= TRY IT =
A word-for-word copy of the entries is the only acceptable reply.
+-------+
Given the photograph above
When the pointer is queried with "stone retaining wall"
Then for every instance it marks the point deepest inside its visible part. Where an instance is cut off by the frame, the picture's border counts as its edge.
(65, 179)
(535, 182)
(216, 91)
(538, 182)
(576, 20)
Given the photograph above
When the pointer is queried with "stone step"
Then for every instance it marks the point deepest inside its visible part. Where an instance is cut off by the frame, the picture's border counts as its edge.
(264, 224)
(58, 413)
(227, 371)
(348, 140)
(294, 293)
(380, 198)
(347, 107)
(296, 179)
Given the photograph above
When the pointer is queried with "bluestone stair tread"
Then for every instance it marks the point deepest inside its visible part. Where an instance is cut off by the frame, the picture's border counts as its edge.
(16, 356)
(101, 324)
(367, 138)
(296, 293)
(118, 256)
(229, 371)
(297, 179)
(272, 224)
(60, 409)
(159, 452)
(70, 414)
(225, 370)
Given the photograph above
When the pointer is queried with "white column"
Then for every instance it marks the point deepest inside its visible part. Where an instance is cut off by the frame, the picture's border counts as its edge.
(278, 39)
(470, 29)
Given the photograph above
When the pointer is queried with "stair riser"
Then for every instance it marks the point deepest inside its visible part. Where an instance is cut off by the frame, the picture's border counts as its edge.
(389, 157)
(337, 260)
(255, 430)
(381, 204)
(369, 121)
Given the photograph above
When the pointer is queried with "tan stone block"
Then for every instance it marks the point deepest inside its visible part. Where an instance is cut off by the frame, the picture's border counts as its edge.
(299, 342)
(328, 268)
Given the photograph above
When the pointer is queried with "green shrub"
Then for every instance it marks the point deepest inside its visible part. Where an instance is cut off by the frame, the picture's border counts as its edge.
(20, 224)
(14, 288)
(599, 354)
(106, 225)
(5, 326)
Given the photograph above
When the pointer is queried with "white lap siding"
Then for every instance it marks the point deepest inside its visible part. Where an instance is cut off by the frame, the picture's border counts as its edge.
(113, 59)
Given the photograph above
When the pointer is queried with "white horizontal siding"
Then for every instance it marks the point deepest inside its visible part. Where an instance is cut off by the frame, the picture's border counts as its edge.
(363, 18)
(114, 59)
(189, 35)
+-------+
= EXERCISE RESPONSE =
Given the photograph above
When the pointer is queried with "stone retaining wall"
Then for every instance it marks the point deepest inside its visible part. Where an instance is cut off by the frame, the picture's border counts as its edge.
(65, 179)
(535, 182)
(216, 91)
(538, 182)
(576, 20)
Given the photograph above
When the pointer is queried with "stone step"
Then for every instance it marks the point deepest inside its visible part. Where an instance is cut off by the frame, the picture's border counts as its edge.
(264, 224)
(58, 413)
(227, 371)
(348, 140)
(294, 293)
(380, 198)
(347, 107)
(296, 179)
Given the photograph above
When the pointer is queried with "bluestone stair tread"
Then for every instance it marks the point deepest inside its visible part. Where an instance is cut off by the frame, the picture's border counts as its edge.
(16, 356)
(101, 324)
(367, 138)
(296, 293)
(118, 256)
(229, 371)
(297, 179)
(272, 224)
(60, 409)
(159, 452)
(70, 414)
(225, 370)
Given the photograph above
When the pointer is queried with "white column"
Then for every instance it marks the point deepest inside its visible part. Where an instance is cut off by the frame, the picture's border counts as its edge.
(278, 39)
(470, 29)
Given the photograph above
When the pointer is queried with "stair riser"
Then for every instance it marks the point deepest inside its visible part. Where an instance is cut off by the frame, the picture's border counts as its edge.
(389, 157)
(337, 260)
(255, 430)
(381, 204)
(369, 121)
Given the photograph above
When the pointer is queried with "tan stone block"
Then for every instance it marks the point deepest inside its visible part. Where an instance is cut off by the frame, the picture's border counts as its edge.
(299, 342)
(328, 268)
Given the photograph above
When the pointer is queried with "green shrub"
Then for every instance it marks the point deepest inside its visible part. Where an instance is cut off by the frame, the picture's border counts as its edge.
(20, 224)
(14, 288)
(599, 354)
(106, 225)
(5, 326)
Given the photograph above
When the pointer is queried with "white lap siding"
Then for every instance it marks the point deepest inside its visible part. Where an instance is cut off by the frame, the picture's border counts as its edge.
(113, 59)
Given the photograph above
When the pointer is queried with "white horizontal siding"
Then for every instance it marks the point deepest inside its visible part. Where an instance is cut off by the frame, the picture's border counts as its edge.
(363, 18)
(114, 59)
(189, 35)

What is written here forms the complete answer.